START

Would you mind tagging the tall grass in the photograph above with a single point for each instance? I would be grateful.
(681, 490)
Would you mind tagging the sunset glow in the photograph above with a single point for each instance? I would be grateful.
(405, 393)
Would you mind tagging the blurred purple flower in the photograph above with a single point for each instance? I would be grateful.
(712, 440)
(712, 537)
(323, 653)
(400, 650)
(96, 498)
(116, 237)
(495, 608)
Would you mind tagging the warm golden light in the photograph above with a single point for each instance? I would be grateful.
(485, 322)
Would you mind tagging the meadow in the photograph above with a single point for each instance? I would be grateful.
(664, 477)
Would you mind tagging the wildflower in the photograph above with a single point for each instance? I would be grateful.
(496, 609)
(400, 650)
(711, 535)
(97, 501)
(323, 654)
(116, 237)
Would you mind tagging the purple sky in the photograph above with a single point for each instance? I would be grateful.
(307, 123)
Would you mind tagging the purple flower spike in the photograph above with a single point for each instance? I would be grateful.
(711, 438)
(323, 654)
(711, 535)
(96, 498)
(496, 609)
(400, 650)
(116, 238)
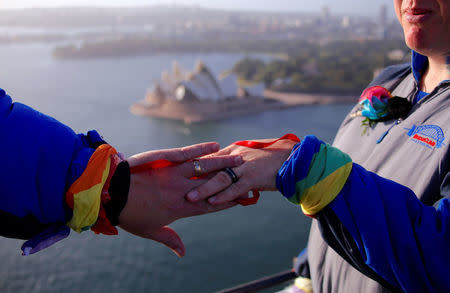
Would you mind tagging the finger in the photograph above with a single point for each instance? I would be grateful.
(233, 192)
(203, 207)
(211, 164)
(191, 152)
(170, 238)
(175, 155)
(216, 184)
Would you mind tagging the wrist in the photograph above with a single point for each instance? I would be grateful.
(118, 192)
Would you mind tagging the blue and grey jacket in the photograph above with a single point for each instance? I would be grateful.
(383, 225)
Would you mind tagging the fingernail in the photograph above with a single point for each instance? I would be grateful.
(193, 195)
(216, 147)
(179, 252)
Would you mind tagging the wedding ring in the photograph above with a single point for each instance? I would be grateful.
(197, 168)
(232, 175)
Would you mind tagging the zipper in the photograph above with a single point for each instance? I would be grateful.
(397, 122)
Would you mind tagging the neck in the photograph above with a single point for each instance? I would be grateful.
(437, 71)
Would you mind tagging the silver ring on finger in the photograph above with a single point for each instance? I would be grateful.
(197, 168)
(232, 175)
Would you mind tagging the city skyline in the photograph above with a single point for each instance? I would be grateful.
(366, 7)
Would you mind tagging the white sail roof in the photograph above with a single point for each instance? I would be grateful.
(229, 85)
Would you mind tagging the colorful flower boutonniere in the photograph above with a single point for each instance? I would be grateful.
(377, 104)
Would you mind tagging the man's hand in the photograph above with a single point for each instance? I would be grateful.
(157, 197)
(257, 173)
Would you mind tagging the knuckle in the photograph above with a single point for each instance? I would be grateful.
(223, 178)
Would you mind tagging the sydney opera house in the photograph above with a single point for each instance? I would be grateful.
(200, 96)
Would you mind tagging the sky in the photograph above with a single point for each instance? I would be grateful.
(365, 7)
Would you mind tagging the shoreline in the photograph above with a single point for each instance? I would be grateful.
(204, 111)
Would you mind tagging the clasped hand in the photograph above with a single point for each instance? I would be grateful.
(157, 197)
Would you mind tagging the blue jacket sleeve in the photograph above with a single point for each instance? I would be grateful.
(41, 159)
(377, 225)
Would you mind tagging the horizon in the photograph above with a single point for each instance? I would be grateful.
(367, 7)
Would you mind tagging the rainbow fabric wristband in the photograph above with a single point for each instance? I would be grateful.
(313, 175)
(84, 197)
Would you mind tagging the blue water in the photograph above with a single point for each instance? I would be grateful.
(223, 249)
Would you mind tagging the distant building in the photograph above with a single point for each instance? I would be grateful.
(383, 22)
(199, 85)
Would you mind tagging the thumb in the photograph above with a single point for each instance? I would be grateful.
(170, 238)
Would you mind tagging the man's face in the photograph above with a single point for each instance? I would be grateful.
(426, 25)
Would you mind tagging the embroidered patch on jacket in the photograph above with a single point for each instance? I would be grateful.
(430, 136)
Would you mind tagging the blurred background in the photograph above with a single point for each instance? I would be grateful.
(86, 62)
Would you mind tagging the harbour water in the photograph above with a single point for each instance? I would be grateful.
(223, 250)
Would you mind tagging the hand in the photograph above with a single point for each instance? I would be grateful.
(258, 172)
(157, 197)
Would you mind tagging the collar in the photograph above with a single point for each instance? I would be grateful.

END

Could you render all of the lines above as a Markdown table with a Row column for the row number and a Line column for the line, leaving out blank lines and the pictures?

**Written answer**
| Row | Line |
|---|---|
| 1 | Would you mind tagging the tall grass in the photograph above with a single point for each instance? I would be grateful. |
| 2 | (681, 490) |
| 3 | Would you mind tagging the sunset glow in the photograph above with a single point for each instance? I would be grateful. |
| 4 | (405, 393) |
| 5 | Would you mind tagging the blurred purple flower in the photograph above with a single point for each instance? I would be grateful. |
| 6 | (712, 440) |
| 7 | (712, 537) |
| 8 | (323, 653) |
| 9 | (400, 650) |
| 10 | (96, 498) |
| 11 | (116, 237) |
| 12 | (495, 608) |
| 13 | Would you mind tagging the warm golden light in the photograph above with a single point for each instance? I would be grateful. |
| 14 | (485, 322) |
| 15 | Would you mind tagging the meadow in the photograph above with a single point for each instance? I would be grateful. |
| 16 | (664, 477) |
| 17 | Would you mind tagging the wildflower in the photograph above with a single point for each instance? I would be grateful. |
| 18 | (496, 609) |
| 19 | (400, 650) |
| 20 | (711, 535) |
| 21 | (97, 501) |
| 22 | (323, 654) |
| 23 | (116, 237) |
| 24 | Would you mind tagging the purple sky in the photograph above with a single point for each instance? I would be grateful. |
| 25 | (307, 123) |
| 26 | Would you mind tagging the purple flower spike in the photograph above with a single point for each instance? I would be grateful. |
| 27 | (711, 438) |
| 28 | (323, 654) |
| 29 | (711, 535) |
| 30 | (96, 498) |
| 31 | (496, 609) |
| 32 | (400, 650) |
| 33 | (116, 238) |
| 34 | Would you mind tagging the finger in the photograph above with a single point for each instance? I would be grateful. |
| 35 | (233, 192) |
| 36 | (203, 207) |
| 37 | (211, 164) |
| 38 | (191, 152) |
| 39 | (170, 238) |
| 40 | (175, 155) |
| 41 | (216, 184) |
| 42 | Would you mind tagging the wrist in the photograph above with a single point for each instance? I would be grateful. |
| 43 | (118, 192) |
| 44 | Would you mind tagging the blue and grey jacket in the photograph above with a single point for each instance? I would be grateful. |
| 45 | (383, 225) |
| 46 | Would you mind tagging the fingernail in the photograph above with a single point for each instance? I would be grateful. |
| 47 | (193, 195) |
| 48 | (216, 147) |
| 49 | (179, 252) |
| 50 | Would you mind tagging the wedding ring in the photograph above with a single point for each instance? I would be grateful. |
| 51 | (197, 168) |
| 52 | (232, 175) |
| 53 | Would you mind tagging the zipper in the photograph above with a single point for each instance? I would be grateful. |
| 54 | (397, 122) |
| 55 | Would you mind tagging the neck in the photograph above with a single point for each instance? I would be grateful. |
| 56 | (437, 71) |
| 57 | Would you mind tagging the silver ring on finger in the photograph above with a single point for each instance? I would be grateful. |
| 58 | (197, 168) |
| 59 | (232, 175) |
| 60 | Would you mind tagging the city skyline in the photograph above with a single point for each instance? I would be grateful. |
| 61 | (366, 7) |
| 62 | Would you mind tagging the white sail roof in the photograph above with a single point for each instance? I would be grateful. |
| 63 | (229, 85) |
| 64 | Would you mind tagging the colorful flower boutonniere in the photograph above with a single point for each instance? I would be grateful. |
| 65 | (377, 104) |
| 66 | Would you mind tagging the man's hand in the photograph above with a single point for each instance? I would be grateful. |
| 67 | (157, 197) |
| 68 | (257, 173) |
| 69 | Would you mind tagging the knuckle in the photograph above with a single point for each instance? I would be grateful. |
| 70 | (223, 178) |
| 71 | Would you mind tagging the sydney opera house in the photograph above with a single point for each instance? I would be grateful. |
| 72 | (200, 96) |
| 73 | Would you mind tagging the sky in the photograph above with a single point for each instance? I would be grateful. |
| 74 | (365, 7) |
| 75 | Would you mind tagging the shoreline in the photograph above with a single point for each instance? I would be grateful. |
| 76 | (204, 111) |
| 77 | Would you mind tagging the clasped hand in the photograph above with a single point for each instance? I would be grateful. |
| 78 | (157, 197) |
| 79 | Would you mind tagging the blue jacket sleeve in the photograph above with a single point for each instance? I would be grateful. |
| 80 | (41, 159) |
| 81 | (377, 225) |
| 82 | Would you mind tagging the horizon in the photograph above with a single point for each instance? I would be grateful. |
| 83 | (367, 7) |
| 84 | Would you mind tagging the rainbow fabric wristband in the photograph above with a single point for each instance? I would be grateful. |
| 85 | (313, 175) |
| 86 | (84, 197) |
| 87 | Would you mind tagging the blue water in the photograph above with a single point for each instance? I would be grateful. |
| 88 | (223, 249) |
| 89 | Would you mind tagging the distant building in the photograph above with a single point for each instance? I would be grateful. |
| 90 | (383, 22) |
| 91 | (199, 85) |
| 92 | Would you mind tagging the thumb in the photograph above with a single point for each instance? I would be grateful. |
| 93 | (170, 238) |
| 94 | Would you mind tagging the man's face in the photograph above with a single point for each instance? I would be grateful. |
| 95 | (426, 25) |
| 96 | Would you mind tagging the embroidered patch on jacket in the photograph above with a single point for each instance? I would be grateful. |
| 97 | (430, 136) |
| 98 | Would you mind tagging the blurred background in the photograph above with a single point for each instance? I would be grateful. |
| 99 | (86, 62) |
| 100 | Would you mind tagging the harbour water in the photograph above with a single point for each instance? I would be grateful. |
| 101 | (223, 250) |
| 102 | Would you mind tagging the hand in the photograph above with a single point for each instance? I would be grateful. |
| 103 | (258, 172) |
| 104 | (157, 197) |
| 105 | Would you mind tagging the collar in the photograph above with a single point for each instance? I would be grateful. |